● Do this:
Repeat the following lines word for word, covering every entry, and leave the pictures out of your answer.

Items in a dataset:
■ ■ ■ ■

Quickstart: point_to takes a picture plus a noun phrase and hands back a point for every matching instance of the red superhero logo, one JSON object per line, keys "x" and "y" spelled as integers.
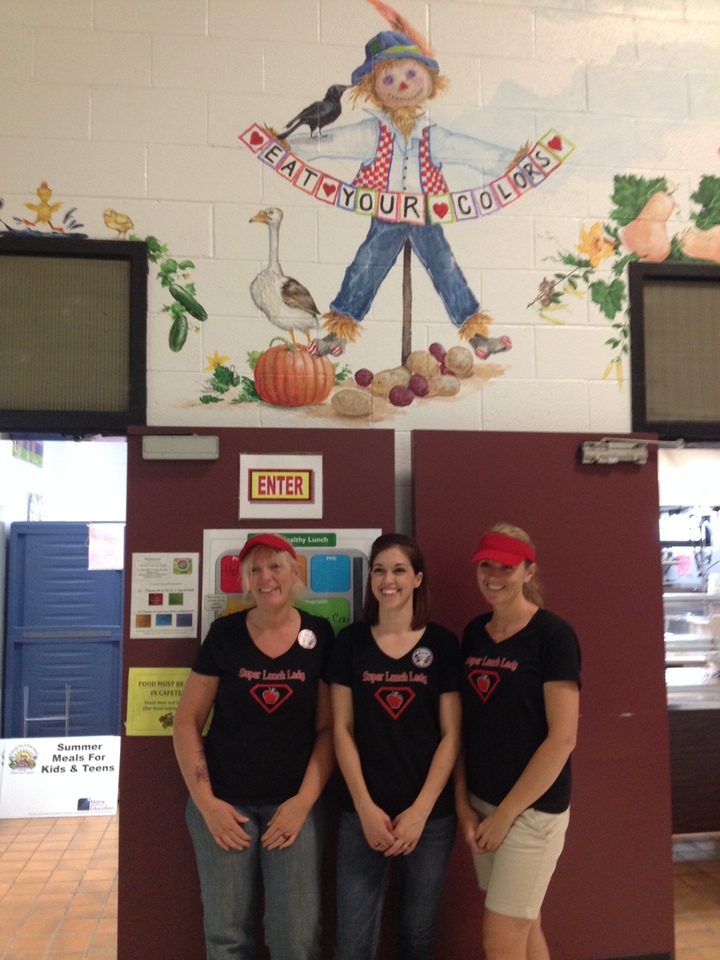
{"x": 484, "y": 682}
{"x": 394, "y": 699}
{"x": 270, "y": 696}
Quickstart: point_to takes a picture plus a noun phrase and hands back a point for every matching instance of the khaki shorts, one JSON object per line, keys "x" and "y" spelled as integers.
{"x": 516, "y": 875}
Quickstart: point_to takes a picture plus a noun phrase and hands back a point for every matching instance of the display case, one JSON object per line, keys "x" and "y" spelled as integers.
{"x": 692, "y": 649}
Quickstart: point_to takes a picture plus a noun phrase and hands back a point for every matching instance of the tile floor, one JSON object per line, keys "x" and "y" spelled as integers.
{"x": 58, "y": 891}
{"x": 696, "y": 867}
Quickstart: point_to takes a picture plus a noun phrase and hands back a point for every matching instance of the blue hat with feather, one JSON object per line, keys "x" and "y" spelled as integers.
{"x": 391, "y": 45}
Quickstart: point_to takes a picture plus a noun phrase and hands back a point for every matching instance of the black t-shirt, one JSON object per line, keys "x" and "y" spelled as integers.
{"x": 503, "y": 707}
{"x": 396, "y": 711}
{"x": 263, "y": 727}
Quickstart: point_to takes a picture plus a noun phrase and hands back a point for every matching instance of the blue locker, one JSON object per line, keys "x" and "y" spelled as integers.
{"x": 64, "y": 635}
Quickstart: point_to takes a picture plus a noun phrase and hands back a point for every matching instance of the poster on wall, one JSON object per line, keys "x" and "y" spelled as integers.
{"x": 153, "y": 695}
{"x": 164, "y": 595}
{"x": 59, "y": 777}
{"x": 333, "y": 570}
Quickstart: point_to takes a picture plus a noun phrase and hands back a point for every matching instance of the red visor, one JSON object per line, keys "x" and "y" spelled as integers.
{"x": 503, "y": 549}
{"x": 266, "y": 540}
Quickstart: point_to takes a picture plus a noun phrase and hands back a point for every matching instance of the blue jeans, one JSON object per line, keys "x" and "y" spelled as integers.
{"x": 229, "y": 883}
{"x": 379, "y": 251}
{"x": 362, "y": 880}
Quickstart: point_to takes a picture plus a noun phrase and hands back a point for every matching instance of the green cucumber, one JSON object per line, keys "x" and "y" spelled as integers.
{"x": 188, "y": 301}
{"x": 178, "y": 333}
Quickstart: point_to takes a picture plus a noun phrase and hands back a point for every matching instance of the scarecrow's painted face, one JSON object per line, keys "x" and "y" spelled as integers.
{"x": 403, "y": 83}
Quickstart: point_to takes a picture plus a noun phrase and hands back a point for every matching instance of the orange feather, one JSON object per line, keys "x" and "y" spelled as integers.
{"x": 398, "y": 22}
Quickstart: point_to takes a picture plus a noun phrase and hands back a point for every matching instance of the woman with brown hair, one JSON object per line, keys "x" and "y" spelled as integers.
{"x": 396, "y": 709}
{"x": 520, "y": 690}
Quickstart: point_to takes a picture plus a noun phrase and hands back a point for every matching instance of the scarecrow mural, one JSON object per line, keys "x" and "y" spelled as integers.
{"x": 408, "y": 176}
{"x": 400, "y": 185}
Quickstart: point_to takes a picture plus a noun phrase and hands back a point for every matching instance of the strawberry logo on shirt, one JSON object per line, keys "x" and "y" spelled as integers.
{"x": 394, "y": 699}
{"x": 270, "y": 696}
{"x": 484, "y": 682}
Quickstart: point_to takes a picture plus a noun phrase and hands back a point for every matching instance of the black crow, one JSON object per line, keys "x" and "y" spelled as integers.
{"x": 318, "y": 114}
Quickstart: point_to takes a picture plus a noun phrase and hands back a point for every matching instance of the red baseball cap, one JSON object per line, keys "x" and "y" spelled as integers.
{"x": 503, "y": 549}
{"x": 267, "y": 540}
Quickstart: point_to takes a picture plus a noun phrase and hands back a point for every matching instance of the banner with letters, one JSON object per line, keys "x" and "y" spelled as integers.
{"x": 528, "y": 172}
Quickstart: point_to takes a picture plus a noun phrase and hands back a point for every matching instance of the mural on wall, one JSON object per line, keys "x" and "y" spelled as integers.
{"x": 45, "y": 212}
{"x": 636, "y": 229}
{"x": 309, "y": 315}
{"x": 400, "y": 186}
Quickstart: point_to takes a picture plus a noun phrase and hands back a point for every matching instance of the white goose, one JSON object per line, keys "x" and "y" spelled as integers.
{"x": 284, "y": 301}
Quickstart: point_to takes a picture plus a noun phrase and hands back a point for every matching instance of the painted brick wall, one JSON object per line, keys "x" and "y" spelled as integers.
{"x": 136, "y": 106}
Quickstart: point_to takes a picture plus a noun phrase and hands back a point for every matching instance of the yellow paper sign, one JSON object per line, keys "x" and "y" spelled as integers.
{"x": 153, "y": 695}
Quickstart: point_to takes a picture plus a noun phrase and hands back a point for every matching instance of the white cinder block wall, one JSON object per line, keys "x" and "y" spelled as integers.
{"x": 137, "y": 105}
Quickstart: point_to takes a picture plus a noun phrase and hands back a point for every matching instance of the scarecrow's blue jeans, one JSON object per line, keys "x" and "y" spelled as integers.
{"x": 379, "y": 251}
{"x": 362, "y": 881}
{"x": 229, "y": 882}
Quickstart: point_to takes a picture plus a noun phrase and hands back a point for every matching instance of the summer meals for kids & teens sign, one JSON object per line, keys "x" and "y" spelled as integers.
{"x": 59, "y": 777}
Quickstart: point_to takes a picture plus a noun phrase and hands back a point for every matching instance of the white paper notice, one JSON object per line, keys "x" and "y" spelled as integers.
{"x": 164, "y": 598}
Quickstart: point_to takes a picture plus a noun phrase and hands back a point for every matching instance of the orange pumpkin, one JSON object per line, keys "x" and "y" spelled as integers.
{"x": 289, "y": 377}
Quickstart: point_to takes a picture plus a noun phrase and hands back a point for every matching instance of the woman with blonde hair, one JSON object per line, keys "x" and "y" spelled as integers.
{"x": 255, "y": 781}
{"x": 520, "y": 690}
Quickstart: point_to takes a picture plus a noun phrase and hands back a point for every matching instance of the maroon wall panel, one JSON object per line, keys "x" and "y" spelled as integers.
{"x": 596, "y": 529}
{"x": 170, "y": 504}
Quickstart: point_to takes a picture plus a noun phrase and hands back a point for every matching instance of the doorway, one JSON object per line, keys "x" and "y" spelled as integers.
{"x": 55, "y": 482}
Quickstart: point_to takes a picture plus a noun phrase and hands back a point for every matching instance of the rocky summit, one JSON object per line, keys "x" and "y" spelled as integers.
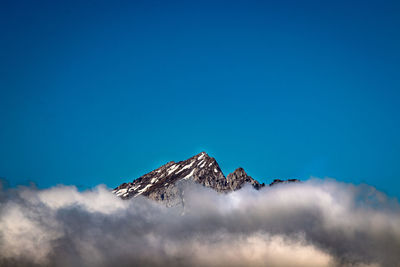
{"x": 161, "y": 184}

■ ■ ■ ■

● Response to this task:
Quickstart: point_to takes a picture plus a noun phrase and hands back a point for every matching instance of the red superhero logo, one JSON object per line, keys "x" and "y" spelled as integers.
{"x": 484, "y": 682}
{"x": 394, "y": 699}
{"x": 270, "y": 696}
Quickstart: point_to takes a picture plus a noun phrase and hands back a point for every matching instance of the khaki shorts, one JSON object per line, keys "x" and "y" spelled as integers.
{"x": 516, "y": 875}
Quickstart: point_to takes a picture plus a noun phrase and hands back a point for every matching instance of the display case, one JSON object per line, keys "x" and "y" spelled as integers.
{"x": 692, "y": 649}
Quickstart: point_to takes a picture plus a noun phrase and hands back a point for every matching instance of the tile floor, one JSON object per line, keys "x" and "y" spelled as integers.
{"x": 58, "y": 891}
{"x": 696, "y": 867}
Quickstart: point_to takes a picture plus a noun phrase and hands back a point for every matching instance of the blue hat with feather, one JSON object per line, keys "x" and "y" spelled as integers.
{"x": 391, "y": 45}
Quickstart: point_to takes a picture plus a noun phrase and hands back a point for every matching instance of the black t-shirt, one JSON object per line, keys "x" and "y" spelled as integers.
{"x": 503, "y": 707}
{"x": 396, "y": 711}
{"x": 263, "y": 727}
Quickstart: point_to takes a picture plus a noun phrase and hands back a point for every matching instance of the blue locker, one JSON object per line, keys "x" and "y" spelled as integers.
{"x": 64, "y": 635}
Quickstart: point_to takes a picture plus a noun phrase and hands back a point for every matching instance of the poster on wall, one JSON object per line, keys "x" and "y" spelled as integers.
{"x": 153, "y": 695}
{"x": 164, "y": 595}
{"x": 59, "y": 777}
{"x": 333, "y": 570}
Quickstart: point_to takes a picture plus a noun phrase and hands back a point for every matching instance of the red visor, one JSON object per line, keys "x" and "y" spelled as integers.
{"x": 503, "y": 549}
{"x": 266, "y": 540}
Quickstart: point_to takes a picture plus a noun phrase and hands back a point for every matching instance of the blue jeans, one JSON object per line, keys "x" and "y" spelled as integers.
{"x": 229, "y": 883}
{"x": 379, "y": 251}
{"x": 362, "y": 880}
Quickstart: point_to takes a picture plus a noun phrase and hands back a point for every matching instance of the green cucumber, one JSON object per line, keys "x" and "y" spelled as integers.
{"x": 188, "y": 301}
{"x": 178, "y": 333}
Quickstart: point_to takes a picture plus a noun phrase and hands back a point for every matching instance of the scarecrow's painted face, one JSON object per line, keys "x" and "y" spelled as integers.
{"x": 403, "y": 83}
Quickstart: point_to takes a picture plus a noun phrase and hands back a point for every matching instance of the orange feather, one JSON object per line, keys "x" and "y" spelled as integers.
{"x": 398, "y": 22}
Quickstart: point_to takes a picture plus a noun phrase and hands back a point for every matching instance of the woman with brown hair, one JSON object per line, keys "x" and "y" spelled as integers.
{"x": 396, "y": 709}
{"x": 520, "y": 690}
Quickstart: point_to takes a picture plus a noun phrase and hands back a point for every matching instance of the scarecrow mural, one JSON object per line, keys "x" and "y" spelled as integers.
{"x": 408, "y": 176}
{"x": 400, "y": 185}
Quickstart: point_to takes a picture plus a noun phrase and hands back a point for every matching instance of the strawberry logo on shirt, one JSON object per line, keys "x" and "y" spelled as integers.
{"x": 394, "y": 699}
{"x": 270, "y": 696}
{"x": 484, "y": 682}
Quickstart: point_to takes a picture plus a noun phrase and hands back a point for every matching instance of the black crow, one JSON object per line, keys "x" and "y" spelled as integers.
{"x": 318, "y": 114}
Quickstart: point_to takes a picture plus a noun phrase and hands back a point for every matching instance of the red baseball cap, one JSON object per line, keys "x" and "y" spelled as integers.
{"x": 503, "y": 549}
{"x": 267, "y": 540}
Quickstart: point_to takes a picture plus a noun phrase and hands back a point for every matching instance of the banner with letters, one JSON object per line, keys "x" and "y" spelled as integers.
{"x": 528, "y": 172}
Quickstart: point_to takes a picture plus a noun phrase and hands back a point for every matching instance of the mural on wall, one JSON object per line, keys "x" and "y" spelled as integers.
{"x": 45, "y": 212}
{"x": 636, "y": 229}
{"x": 309, "y": 315}
{"x": 400, "y": 186}
Quickstart: point_to takes a picture plus a noun phrase and hands back a point for every matching instance of the white goose, one JSON object per line, keys "x" and "y" spelled as integers.
{"x": 284, "y": 301}
Quickstart: point_to takes a picture plus a noun phrase and hands back a point for every matching instance of the painted brick wall, one JSON object per line, keys "x" and "y" spelled as integers.
{"x": 136, "y": 106}
Quickstart: point_to takes a picture plus a noun phrase and hands back a point for every matching instance of the yellow paper sign, one JSON object per line, keys "x" and "y" spelled as integers.
{"x": 153, "y": 695}
Quickstart: point_to takes a picture plus a noun phrase and hands back a point for every matching instance of the white cinder block wall, one JSON object per line, keys "x" and "y" spelled as integers.
{"x": 137, "y": 105}
Quickstart: point_to takes a picture plus a noun phrase and hands back a point for every matching instance of the scarecrow's blue jeans, one JSON object per line, keys "x" and "y" spelled as integers.
{"x": 379, "y": 251}
{"x": 362, "y": 881}
{"x": 229, "y": 882}
Quickstart: point_to takes a picture plus a noun phrase and hands back a point for every matching instance of the summer meals for kids & teens sign, one JSON object per line, keys "x" and "y" spelled as integers.
{"x": 59, "y": 777}
Quickstart: point_to takes a picture plus a noun phrase and hands back a point for every matching instance of the white paper notice, one JSON object per line, keys "x" and "y" spelled as integers.
{"x": 164, "y": 598}
Quickstart: point_to takes a picture plus a noun phrase and hands back a point for every matching instance of the orange pumpkin, one JSON object per line, keys "x" and "y" spelled as integers.
{"x": 289, "y": 377}
Quickstart: point_to takes a picture plus a noun phrase and hands back a point for every matching instance of the woman with blonde hair, one JSON object per line, keys "x" and "y" spelled as integers.
{"x": 255, "y": 781}
{"x": 520, "y": 690}
Quickstart: point_to takes a picture plus a noun phrase and hands back a point for every matching instance of the maroon wall panel, one JSON object per line, keys "x" and "y" spelled as integers.
{"x": 596, "y": 529}
{"x": 170, "y": 504}
Quickstart: point_to takes a picture plus a noun phrase and hands back a point for every matching instance of the doorway, one JSON object per line, keys "x" and "y" spelled as integers.
{"x": 55, "y": 482}
Quickstart: point_to takes a picture plus a noun phrase and hands back a point for every matching instance of the rocky summit, one JSON object per line, keys "x" and "y" spelled as integers.
{"x": 161, "y": 184}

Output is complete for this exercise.